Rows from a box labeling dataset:
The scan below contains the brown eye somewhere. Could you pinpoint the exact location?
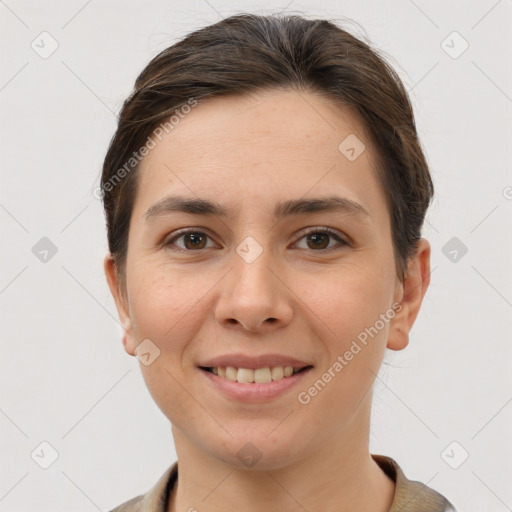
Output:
[165,230,209,251]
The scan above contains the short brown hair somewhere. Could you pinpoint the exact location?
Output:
[101,13,434,288]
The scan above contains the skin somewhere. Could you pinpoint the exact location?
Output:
[104,90,430,512]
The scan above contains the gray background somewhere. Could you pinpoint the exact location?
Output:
[0,0,512,512]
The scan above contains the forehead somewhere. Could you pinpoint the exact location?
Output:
[130,90,385,222]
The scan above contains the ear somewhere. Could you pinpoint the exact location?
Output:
[387,238,430,350]
[103,253,136,356]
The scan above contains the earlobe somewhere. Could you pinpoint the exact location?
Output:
[387,238,431,350]
[103,253,135,356]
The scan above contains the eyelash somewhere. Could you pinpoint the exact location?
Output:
[164,226,350,253]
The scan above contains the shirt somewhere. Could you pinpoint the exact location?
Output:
[110,454,456,512]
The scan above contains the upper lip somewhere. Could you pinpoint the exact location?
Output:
[198,354,312,370]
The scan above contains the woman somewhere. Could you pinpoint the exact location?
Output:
[101,14,454,512]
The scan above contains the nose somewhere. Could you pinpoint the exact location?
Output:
[215,246,293,332]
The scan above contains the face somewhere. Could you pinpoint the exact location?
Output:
[105,87,429,468]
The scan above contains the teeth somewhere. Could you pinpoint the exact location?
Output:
[210,366,300,383]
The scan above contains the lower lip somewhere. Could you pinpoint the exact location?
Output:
[199,367,313,402]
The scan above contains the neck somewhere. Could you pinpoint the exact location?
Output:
[167,394,395,512]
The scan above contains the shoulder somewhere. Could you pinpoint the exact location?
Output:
[372,454,456,512]
[109,494,145,512]
[109,462,178,512]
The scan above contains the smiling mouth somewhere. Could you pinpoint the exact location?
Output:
[199,365,313,384]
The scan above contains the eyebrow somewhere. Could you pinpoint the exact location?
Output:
[144,196,371,221]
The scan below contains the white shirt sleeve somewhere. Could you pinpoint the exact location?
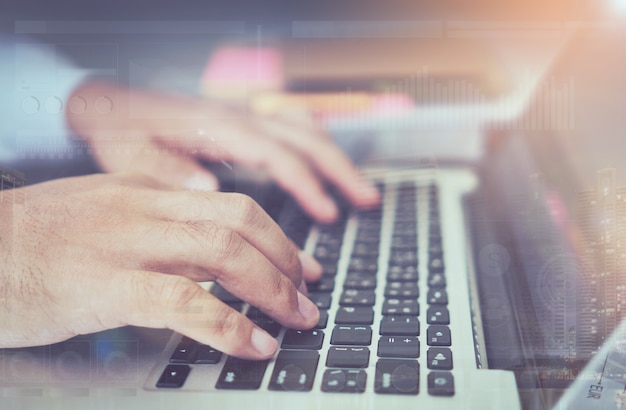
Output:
[0,36,87,164]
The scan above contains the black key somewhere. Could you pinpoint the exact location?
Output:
[378,336,420,358]
[321,263,337,278]
[157,364,191,388]
[355,232,380,247]
[306,277,335,292]
[194,345,222,364]
[339,289,376,306]
[428,257,444,273]
[391,236,417,252]
[428,372,454,396]
[426,347,452,370]
[326,346,370,368]
[246,307,282,337]
[387,262,417,280]
[313,245,339,262]
[385,282,419,299]
[383,298,419,316]
[387,266,419,282]
[215,356,269,390]
[210,283,242,303]
[393,224,417,237]
[428,273,446,288]
[317,232,342,249]
[394,208,417,225]
[330,325,372,346]
[348,256,378,273]
[308,293,332,309]
[389,250,417,266]
[426,305,450,325]
[374,359,419,394]
[268,350,320,391]
[426,325,452,346]
[428,241,443,258]
[380,316,420,336]
[322,369,367,393]
[314,310,328,329]
[281,329,324,350]
[170,338,198,363]
[426,289,448,305]
[335,306,374,325]
[352,242,378,256]
[343,273,376,290]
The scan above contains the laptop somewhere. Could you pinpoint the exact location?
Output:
[0,13,626,409]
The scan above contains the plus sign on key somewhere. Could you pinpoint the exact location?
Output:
[378,336,420,358]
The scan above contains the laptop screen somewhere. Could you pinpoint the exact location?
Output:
[477,16,626,394]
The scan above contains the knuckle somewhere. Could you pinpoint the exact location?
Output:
[207,225,244,266]
[229,194,265,227]
[283,241,302,285]
[267,275,298,307]
[154,276,203,313]
[211,305,246,345]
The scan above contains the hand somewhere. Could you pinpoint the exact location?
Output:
[0,174,321,359]
[67,83,379,222]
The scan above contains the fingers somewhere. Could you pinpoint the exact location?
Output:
[152,218,319,328]
[149,192,312,287]
[251,118,380,207]
[117,145,219,191]
[115,271,278,359]
[129,192,321,328]
[299,251,323,289]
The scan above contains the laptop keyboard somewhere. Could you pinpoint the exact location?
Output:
[151,181,455,396]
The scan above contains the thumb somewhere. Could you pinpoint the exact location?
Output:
[113,271,278,360]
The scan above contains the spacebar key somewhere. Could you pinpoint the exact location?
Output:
[215,356,269,390]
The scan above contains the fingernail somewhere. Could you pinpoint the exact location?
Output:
[298,292,320,321]
[250,328,278,357]
[321,198,339,220]
[183,173,219,191]
[359,180,380,202]
[298,280,309,296]
[298,251,323,277]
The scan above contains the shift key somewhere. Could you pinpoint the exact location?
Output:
[215,356,269,390]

Written request: Turn the lines of all the items above into a numbered list, skipping blank lines. Leave the pictures out.

Task output:
1. The scan below contains the brown eye somewhere. Could you pinpoint the exact location?
2. Output:
3. [165,230,209,251]
4. The scan above contains the short brown hair somewhere. Could you pinpoint the exact location?
5. Output:
6. [101,13,434,288]
7. The scan above contains the skin somewhere. Could you pinpoint the exact location?
8. Output:
9. [104,90,430,512]
10. The scan above contains the gray background somewhere. Could you pinpoint the exact location?
11. Output:
12. [0,0,512,512]
13. The scan above contains the forehead somewhere. Could you pinpoint the exact location?
14. Output:
15. [130,90,385,222]
16. The scan above contains the ear somewhere. Could you pinpoint the exact location?
17. Output:
18. [387,238,430,350]
19. [103,253,136,356]
20. The scan above contains the earlobe somewhere. Could you pinpoint the exact location?
21. Output:
22. [387,238,431,350]
23. [103,253,135,356]
24. The scan above contains the eyelash somewhere. Could you pinpoint the exact location?
25. Output:
26. [164,226,350,253]
27. The scan above contains the shirt somewhere. Could you pinpoint the exact location?
28. Output:
29. [110,454,456,512]
30. The scan above contains the upper lip somewhere. Could you pinpoint the exact location?
31. Output:
32. [198,354,312,370]
33. The scan above contains the woman somewhere. Could you pinpoint the exact location?
34. Output:
35. [101,14,454,512]
36. The scan above contains the nose somewhere. Could you pinpoint the exact location?
37. Output:
38. [215,246,293,332]
39. The scan above contains the face somewhere. Could you pinpoint the exact location?
40. Output:
41. [105,87,429,468]
42. The scan above contains the teeth somewhere. Could you pinpoint the exact location?
43. Output:
44. [210,366,300,383]
45. The scan above contains the lower lip somewhere. Could you pinpoint the exact location?
46. Output:
47. [199,367,313,402]
48. The scan above contains the neck somewhere. Could you pinpoint the exact location?
49. Output:
50. [167,394,395,512]
51. The scan above contains the shoulder somewhere. Could you pinpoint the exact location?
52. Output:
53. [372,454,456,512]
54. [109,494,145,512]
55. [109,462,178,512]
56. The scan above contains the smiling mouth somewhere. Could you pinpoint the exact location?
57. Output:
58. [199,365,313,384]
59. The scan above contains the eyebrow somewhere. Could you pinpoint the exact location?
60. Output:
61. [144,196,371,221]
62. The scan below contains the white shirt sleeve somewhere. Could you pinpoint the exact location?
63. Output:
64. [0,36,87,164]
65. The scan above contains the black key somewhere. Could you pinpoint the exact location?
66. Output:
67. [378,336,420,358]
68. [321,263,337,278]
69. [157,364,191,388]
70. [355,232,380,247]
71. [306,277,335,292]
72. [194,345,222,364]
73. [339,289,376,306]
74. [428,257,444,273]
75. [391,236,417,252]
76. [428,372,454,396]
77. [426,347,452,370]
78. [326,346,370,368]
79. [246,307,282,337]
80. [387,262,417,280]
81. [313,245,339,262]
82. [385,282,419,299]
83. [383,298,419,316]
84. [387,266,419,282]
85. [215,356,269,390]
86. [210,283,242,303]
87. [393,224,417,237]
88. [428,273,446,288]
89. [317,232,342,249]
90. [394,208,417,225]
91. [330,325,372,346]
92. [348,256,378,273]
93. [308,293,332,309]
94. [389,250,417,266]
95. [426,305,450,325]
96. [374,359,419,394]
97. [268,350,320,391]
98. [426,325,452,346]
99. [428,241,443,258]
100. [380,316,420,336]
101. [322,369,367,393]
102. [314,310,328,329]
103. [281,329,324,350]
104. [170,338,198,363]
105. [426,289,448,305]
106. [335,306,374,325]
107. [352,242,378,256]
108. [343,273,376,290]
109. The scan above contains the laptop somewhere. Could you pinpoint the exact location?
110. Output:
111. [0,13,626,409]
112. The scan above contains the plus sign on key somewhere. Could you pinpoint the exact location?
113. Output:
114. [378,336,420,358]
115. The scan above contains the laptop screen somewhere. Could you pinpoint the exact location?
116. Output:
117. [477,16,626,394]
118. The scan above contains the knuckle somewhere. Could you pinpoint the exact location?
119. Output:
120. [207,225,244,266]
121. [229,194,265,227]
122. [283,241,302,285]
123. [267,275,298,307]
124. [154,276,203,313]
125. [211,305,246,345]
126. The scan above contains the hand somewhere. Could you pinpoint the exact location?
127. Output:
128. [0,174,321,359]
129. [67,83,379,222]
130. The scan above contains the fingers somewhere. Could you pinpoint the exact location?
131. Output:
132. [152,218,319,328]
133. [149,192,312,287]
134. [251,118,380,207]
135. [117,145,219,191]
136. [115,271,278,359]
137. [129,192,321,328]
138. [299,251,323,289]
139. The scan above contains the laptop keyboard somewhere. Could you pinpoint the exact location?
140. Output:
141. [151,181,455,396]
142. The scan above contains the thumb somewhere. Could you pinpoint the exact location?
143. Output:
144. [113,271,278,360]
145. The scan above contains the spacebar key somewhere. Could you pinpoint the exact location?
146. Output:
147. [215,356,269,390]
148. The scan above contains the fingernail somewhere. Could you pinpoint the exact location?
149. Output:
150. [298,292,320,321]
151. [250,328,278,357]
152. [321,198,339,220]
153. [183,173,219,191]
154. [359,180,380,202]
155. [298,280,309,296]
156. [298,251,323,277]
157. The scan above contains the shift key somewhere. Could you pinpoint the exact location?
158. Output:
159. [215,356,269,390]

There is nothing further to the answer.